§ **PROBLEM DETAILS**
Repeat each line of the material exactly.

|---|

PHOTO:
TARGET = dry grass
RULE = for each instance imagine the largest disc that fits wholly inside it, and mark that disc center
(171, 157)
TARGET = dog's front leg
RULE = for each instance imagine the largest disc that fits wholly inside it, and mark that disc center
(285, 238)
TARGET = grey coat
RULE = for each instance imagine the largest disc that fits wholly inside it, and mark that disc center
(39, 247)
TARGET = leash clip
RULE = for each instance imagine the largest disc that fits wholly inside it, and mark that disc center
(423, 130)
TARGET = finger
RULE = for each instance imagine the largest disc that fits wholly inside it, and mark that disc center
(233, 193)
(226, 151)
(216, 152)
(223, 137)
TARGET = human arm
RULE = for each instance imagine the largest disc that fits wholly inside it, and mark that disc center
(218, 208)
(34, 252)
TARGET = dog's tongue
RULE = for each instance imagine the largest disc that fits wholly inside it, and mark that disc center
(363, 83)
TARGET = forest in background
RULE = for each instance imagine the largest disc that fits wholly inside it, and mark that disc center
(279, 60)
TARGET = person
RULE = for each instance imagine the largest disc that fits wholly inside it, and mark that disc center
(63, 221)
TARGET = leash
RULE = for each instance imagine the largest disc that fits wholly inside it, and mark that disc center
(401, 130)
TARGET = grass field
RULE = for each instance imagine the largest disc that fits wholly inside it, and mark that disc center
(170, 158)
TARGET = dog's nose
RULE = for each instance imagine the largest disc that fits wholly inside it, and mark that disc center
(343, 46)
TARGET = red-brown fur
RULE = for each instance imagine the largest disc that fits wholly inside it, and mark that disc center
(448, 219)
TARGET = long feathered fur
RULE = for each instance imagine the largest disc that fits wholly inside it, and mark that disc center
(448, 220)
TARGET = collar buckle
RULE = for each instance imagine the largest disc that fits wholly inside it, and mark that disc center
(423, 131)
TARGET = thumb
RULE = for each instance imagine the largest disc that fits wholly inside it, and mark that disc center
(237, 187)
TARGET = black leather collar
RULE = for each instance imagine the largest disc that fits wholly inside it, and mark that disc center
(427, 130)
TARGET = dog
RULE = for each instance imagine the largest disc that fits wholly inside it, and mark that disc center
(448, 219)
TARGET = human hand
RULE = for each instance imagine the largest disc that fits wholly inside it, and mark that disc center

|---|

§ **CORRECT ANSWER**
PHOTO:
TARGET = dry grass
RULE = for each instance imagine the largest disc that fits wholly inside it, and mark that disc center
(171, 157)
TARGET = dog's front leg
RULE = for each instance imagine the largest disc that fits wholly inside it, and mark that disc center
(285, 238)
TARGET = grey coat
RULE = for each instance imagine the largest disc that fits wholly inside it, and mark that disc center
(39, 247)
TARGET = leash clip
RULE = for each instance imagine the largest disc that fits wholly inside it, and mark that disc center
(423, 130)
TARGET = finger
RULE = for each instance imagine the largest disc that fits wholly inside it, and mark that disc center
(233, 193)
(226, 151)
(216, 152)
(223, 137)
TARGET = human arm
RULE = for each instance imagine the largest disc that fits wholly inside it, and mark that disc center
(218, 208)
(34, 252)
TARGET = dog's tongue
RULE = for each instance imagine the largest disc that fits wholly inside it, and mark that disc center
(363, 83)
TARGET = forest in background
RULE = for each instance imagine the largest disc that fits wholly inside it, and mark that disc center
(279, 60)
TARGET = person
RULE = for each instance imagine the largest disc that fits wholly inside it, and mark that disc center
(63, 221)
TARGET = leash
RULE = for each instance imagine the largest disc that fits wholly inside it, and mark that disc center
(401, 130)
TARGET = grass field
RULE = for each instance imagine the largest disc that fits wholly inside it, and mark that disc center
(170, 158)
TARGET = dog's nose
RULE = for each instance imagine the largest disc that fits wholly inside it, and mark that disc center
(343, 46)
TARGET = red-brown fur
RULE = for each instance imagine the largest disc that fits wholly inside it, and mark that disc center
(448, 219)
TARGET = long feathered fur
RULE = for each instance imagine the largest disc that fits wholly inside it, and mark that disc center
(448, 220)
TARGET = collar buckle
RULE = for each instance imagine the largest disc that fits wholly inside it, and mark that disc center
(423, 131)
TARGET = thumb
RULE = for each instance imagine the largest disc that fits wholly inside it, and mark that disc center
(237, 187)
TARGET = black leather collar
RULE = for each instance imagine the largest disc that fits wholly inside it, and mark that disc center
(427, 130)
TARGET = dog
RULE = for each instance imagine the largest disc that fits wholly inside it, and mark that disc center
(448, 219)
TARGET = human hand
RULE = for each instance imagine the largest disc that fits wholly inside it, and mark that disc center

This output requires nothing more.